• _RECORDS FOR THE TASK_
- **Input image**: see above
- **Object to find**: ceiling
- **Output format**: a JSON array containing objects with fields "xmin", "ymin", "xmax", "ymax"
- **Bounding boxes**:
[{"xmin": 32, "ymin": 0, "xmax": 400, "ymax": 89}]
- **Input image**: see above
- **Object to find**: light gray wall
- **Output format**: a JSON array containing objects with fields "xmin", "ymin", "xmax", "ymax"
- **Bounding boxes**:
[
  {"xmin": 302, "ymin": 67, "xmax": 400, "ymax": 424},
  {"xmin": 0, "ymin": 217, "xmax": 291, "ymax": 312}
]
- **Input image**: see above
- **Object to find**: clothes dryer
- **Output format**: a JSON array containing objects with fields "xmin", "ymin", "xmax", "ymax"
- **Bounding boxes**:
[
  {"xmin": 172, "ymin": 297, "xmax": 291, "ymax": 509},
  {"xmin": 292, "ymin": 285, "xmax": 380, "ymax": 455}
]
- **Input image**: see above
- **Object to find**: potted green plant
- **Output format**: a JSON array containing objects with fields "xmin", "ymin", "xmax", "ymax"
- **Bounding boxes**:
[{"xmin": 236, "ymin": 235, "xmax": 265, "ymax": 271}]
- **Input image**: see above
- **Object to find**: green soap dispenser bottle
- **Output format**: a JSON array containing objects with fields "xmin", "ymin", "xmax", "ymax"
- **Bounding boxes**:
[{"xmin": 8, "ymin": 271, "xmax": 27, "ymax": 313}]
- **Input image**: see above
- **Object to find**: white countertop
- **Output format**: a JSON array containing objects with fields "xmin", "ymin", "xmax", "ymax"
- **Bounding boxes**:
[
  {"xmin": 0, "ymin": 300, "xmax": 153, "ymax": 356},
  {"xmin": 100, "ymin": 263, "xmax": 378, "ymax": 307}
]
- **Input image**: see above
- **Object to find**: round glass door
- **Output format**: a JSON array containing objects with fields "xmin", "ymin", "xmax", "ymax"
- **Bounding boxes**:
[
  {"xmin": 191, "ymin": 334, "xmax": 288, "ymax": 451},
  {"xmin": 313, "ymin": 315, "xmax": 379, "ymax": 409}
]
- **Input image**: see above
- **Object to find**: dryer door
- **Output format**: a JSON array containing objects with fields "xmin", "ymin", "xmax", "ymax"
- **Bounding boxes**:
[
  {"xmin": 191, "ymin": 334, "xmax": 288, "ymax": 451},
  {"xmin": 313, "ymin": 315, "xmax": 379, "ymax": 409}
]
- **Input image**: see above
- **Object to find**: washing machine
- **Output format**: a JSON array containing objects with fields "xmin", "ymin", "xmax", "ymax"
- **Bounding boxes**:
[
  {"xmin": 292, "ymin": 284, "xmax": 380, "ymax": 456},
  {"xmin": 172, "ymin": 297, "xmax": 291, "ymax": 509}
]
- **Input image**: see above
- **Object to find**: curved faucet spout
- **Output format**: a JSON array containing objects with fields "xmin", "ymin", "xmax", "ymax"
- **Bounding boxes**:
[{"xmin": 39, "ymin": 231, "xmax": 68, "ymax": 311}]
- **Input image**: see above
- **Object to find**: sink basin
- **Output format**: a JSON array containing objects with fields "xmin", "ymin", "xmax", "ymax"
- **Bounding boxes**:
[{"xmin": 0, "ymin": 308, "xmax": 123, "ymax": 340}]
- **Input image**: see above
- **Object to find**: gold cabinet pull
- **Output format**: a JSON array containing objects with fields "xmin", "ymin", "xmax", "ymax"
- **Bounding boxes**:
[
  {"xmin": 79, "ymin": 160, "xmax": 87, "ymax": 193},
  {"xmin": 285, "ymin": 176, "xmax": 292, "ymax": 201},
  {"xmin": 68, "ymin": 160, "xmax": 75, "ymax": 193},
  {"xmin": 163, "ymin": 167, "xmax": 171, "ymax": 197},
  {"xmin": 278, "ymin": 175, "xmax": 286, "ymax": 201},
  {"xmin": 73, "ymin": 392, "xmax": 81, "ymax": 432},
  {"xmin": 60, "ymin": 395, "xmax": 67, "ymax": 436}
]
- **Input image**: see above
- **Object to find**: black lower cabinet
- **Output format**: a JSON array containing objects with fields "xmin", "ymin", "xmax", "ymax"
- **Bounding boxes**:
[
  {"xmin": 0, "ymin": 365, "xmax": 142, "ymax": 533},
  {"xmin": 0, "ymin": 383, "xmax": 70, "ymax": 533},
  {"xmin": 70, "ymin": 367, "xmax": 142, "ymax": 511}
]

• _EXERCISE DIRECTIONS_
Using the listing, copy every line where the word "dryer" shows up.

• _EXERCISE RESPONSE_
- **Object to find**: clothes dryer
- **Object to find**: dryer door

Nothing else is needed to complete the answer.